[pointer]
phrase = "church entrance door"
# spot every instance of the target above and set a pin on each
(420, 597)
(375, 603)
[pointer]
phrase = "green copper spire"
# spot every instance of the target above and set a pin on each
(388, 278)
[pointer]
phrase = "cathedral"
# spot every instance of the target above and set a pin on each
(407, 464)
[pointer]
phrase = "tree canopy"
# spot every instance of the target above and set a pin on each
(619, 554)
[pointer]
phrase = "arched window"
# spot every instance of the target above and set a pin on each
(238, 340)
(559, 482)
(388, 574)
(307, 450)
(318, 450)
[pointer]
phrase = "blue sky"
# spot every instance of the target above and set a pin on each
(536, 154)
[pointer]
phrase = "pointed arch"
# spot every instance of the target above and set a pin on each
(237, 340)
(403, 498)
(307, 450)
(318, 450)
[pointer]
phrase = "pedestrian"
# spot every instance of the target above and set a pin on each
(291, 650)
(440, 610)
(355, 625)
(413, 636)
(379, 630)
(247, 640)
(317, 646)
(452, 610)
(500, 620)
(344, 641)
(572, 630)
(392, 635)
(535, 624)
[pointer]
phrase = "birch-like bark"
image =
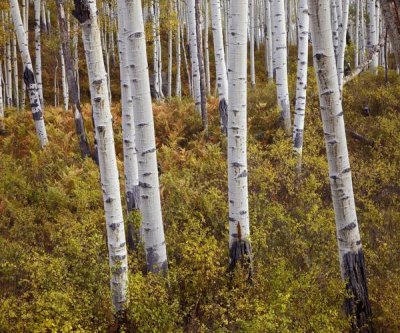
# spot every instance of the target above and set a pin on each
(206, 50)
(301, 86)
(191, 13)
(150, 204)
(342, 42)
(252, 65)
(38, 50)
(220, 64)
(239, 225)
(29, 77)
(73, 92)
(128, 125)
(268, 40)
(280, 48)
(372, 40)
(203, 88)
(350, 250)
(86, 13)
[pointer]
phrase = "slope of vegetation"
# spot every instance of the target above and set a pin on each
(54, 273)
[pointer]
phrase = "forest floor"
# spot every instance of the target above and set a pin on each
(54, 273)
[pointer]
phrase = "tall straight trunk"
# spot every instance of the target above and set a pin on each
(342, 42)
(220, 63)
(206, 50)
(191, 13)
(252, 66)
(150, 204)
(357, 35)
(203, 88)
(29, 77)
(178, 80)
(372, 35)
(239, 225)
(15, 72)
(391, 16)
(86, 13)
(268, 40)
(280, 48)
(38, 50)
(350, 250)
(128, 125)
(73, 92)
(301, 86)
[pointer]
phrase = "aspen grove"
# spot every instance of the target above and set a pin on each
(199, 166)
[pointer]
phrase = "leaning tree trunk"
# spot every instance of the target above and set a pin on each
(191, 13)
(86, 13)
(301, 86)
(73, 91)
(350, 250)
(150, 204)
(239, 225)
(220, 64)
(29, 77)
(280, 49)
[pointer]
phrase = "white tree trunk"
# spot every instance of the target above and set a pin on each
(29, 77)
(349, 242)
(220, 64)
(252, 65)
(301, 86)
(86, 13)
(239, 225)
(280, 48)
(268, 40)
(342, 42)
(372, 35)
(38, 50)
(150, 204)
(193, 54)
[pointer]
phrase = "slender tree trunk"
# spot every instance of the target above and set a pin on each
(38, 50)
(150, 204)
(239, 225)
(203, 87)
(252, 65)
(220, 64)
(350, 250)
(73, 92)
(29, 77)
(280, 48)
(86, 13)
(301, 86)
(191, 12)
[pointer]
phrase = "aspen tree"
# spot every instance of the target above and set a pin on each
(191, 13)
(203, 88)
(239, 225)
(128, 125)
(220, 63)
(86, 13)
(150, 205)
(73, 92)
(280, 52)
(351, 255)
(29, 77)
(301, 86)
(38, 50)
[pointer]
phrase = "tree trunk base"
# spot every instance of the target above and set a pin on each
(357, 304)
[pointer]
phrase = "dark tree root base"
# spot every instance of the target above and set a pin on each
(357, 304)
(240, 251)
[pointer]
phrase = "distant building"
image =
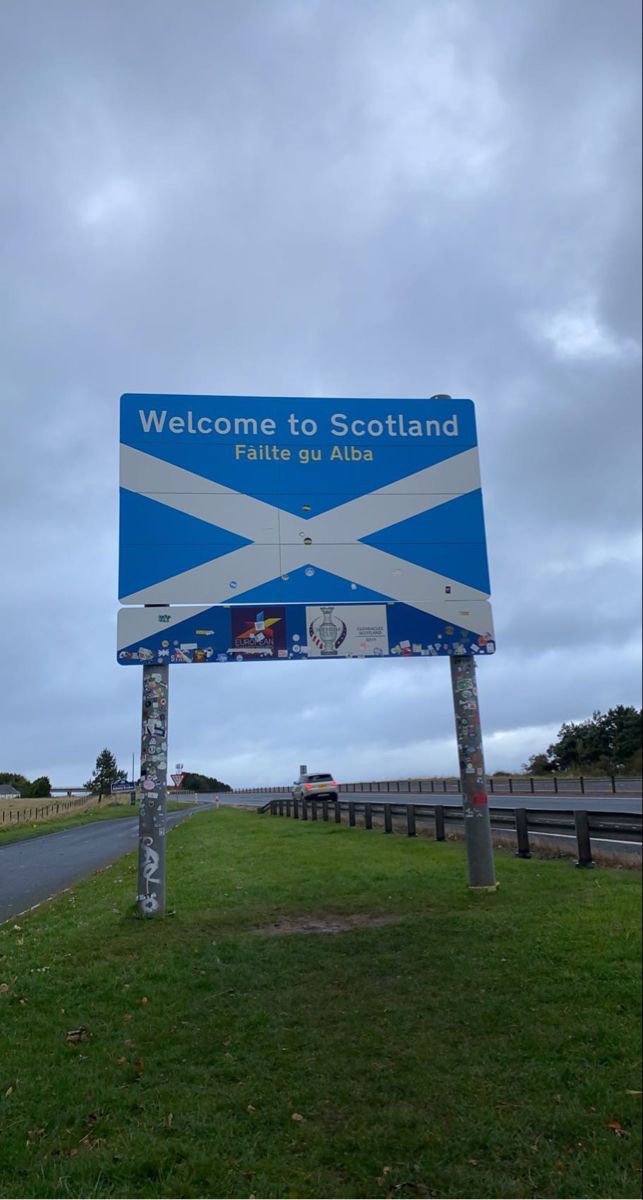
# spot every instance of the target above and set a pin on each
(7, 792)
····················
» Exercise goal
All entries must be written out again exactly as given, with no pictures in the copy.

» Answer to the exercise
[pointer]
phrase = "church entrance door"
# spot every instance of the target above and set a pin on each
(420, 597)
(375, 603)
[pointer]
phrase = "green copper spire"
# spot every instance of the target above and set a pin on each
(388, 278)
[pointer]
phrase = "cathedral"
# spot every instance of the target above and set a pin on each
(407, 464)
[pointer]
phrase = "tree canopy"
# spot every instance of the target above and set a pin on each
(619, 554)
[pointer]
phrase = "arched window"
# spot every instance of the target above and set a pin on each
(238, 340)
(559, 482)
(388, 574)
(307, 450)
(318, 450)
[pointer]
phrase = "blue sky"
# spot every instance of the target above and set a pin on each
(536, 154)
[pointer]
phrase = "pointed arch"
# spot every instance of the target above and set a pin on each
(237, 340)
(403, 498)
(307, 450)
(318, 450)
[pointer]
phrase = "pedestrian"
# spot every instance of the target above and set a pin on each
(291, 650)
(440, 610)
(355, 625)
(413, 636)
(379, 630)
(247, 640)
(317, 646)
(452, 610)
(500, 620)
(344, 641)
(572, 630)
(392, 635)
(535, 624)
[pointer]
phrase = "birch-like bark"
image =
# spot every instance of the target above and set a pin on each
(206, 50)
(301, 86)
(191, 13)
(150, 204)
(342, 42)
(252, 65)
(38, 50)
(220, 64)
(239, 225)
(29, 77)
(73, 92)
(128, 125)
(268, 40)
(280, 48)
(372, 40)
(203, 88)
(350, 250)
(86, 13)
[pointer]
phrase = "slope of vegetation"
# spot every instance of the target above and set a pin on each
(54, 273)
[pointer]
phrase = "forest floor"
# spot every instance of the target above and set a pin on each
(54, 273)
[pointer]
phrase = "tall straight trunk"
# spot every instance of the target above and set a pin on each
(342, 42)
(220, 63)
(206, 50)
(191, 13)
(252, 66)
(150, 204)
(357, 35)
(203, 88)
(29, 77)
(178, 80)
(372, 35)
(239, 225)
(15, 72)
(391, 16)
(86, 13)
(268, 40)
(280, 48)
(38, 50)
(350, 250)
(128, 125)
(73, 92)
(301, 86)
[pointer]
phrase = "aspen grove"
# spot every instance of the target above and set a pin on each
(199, 166)
[pointer]
phrase = "leaning tree trunk"
# spot every instance of the target above and set a pin on each
(191, 13)
(86, 13)
(301, 86)
(73, 91)
(350, 250)
(150, 204)
(239, 225)
(220, 64)
(29, 77)
(280, 49)
[pointer]
phrase = "white tree trunk"
# spot every instance of the target above and set a pin on each
(29, 77)
(349, 242)
(220, 64)
(252, 65)
(301, 86)
(86, 13)
(239, 225)
(280, 48)
(268, 40)
(342, 42)
(372, 35)
(38, 50)
(150, 204)
(193, 54)
[pointer]
phrase = "slender tree trunk"
# spot every instance of the target above and set a pin on each
(38, 50)
(150, 204)
(239, 225)
(203, 87)
(252, 65)
(220, 64)
(350, 250)
(73, 92)
(29, 77)
(280, 48)
(86, 13)
(301, 86)
(191, 12)
[pointer]
phrase = "aspen tree"
# spot every instance of the target above and set a pin on each
(191, 13)
(203, 88)
(239, 225)
(128, 125)
(220, 63)
(86, 13)
(150, 205)
(73, 92)
(280, 52)
(351, 255)
(29, 77)
(301, 86)
(38, 50)
[pointer]
phrase = "tree trunk base"
# spot every instance of the target above and set a pin on each
(357, 304)
[pointer]
phrase = "dark tree root base"
# spot every instance of the target above and set a pin on each
(357, 304)
(240, 251)
[pointer]
phrase = "distant building"
image =
# spot every instance of the target above and set a pin on each
(7, 792)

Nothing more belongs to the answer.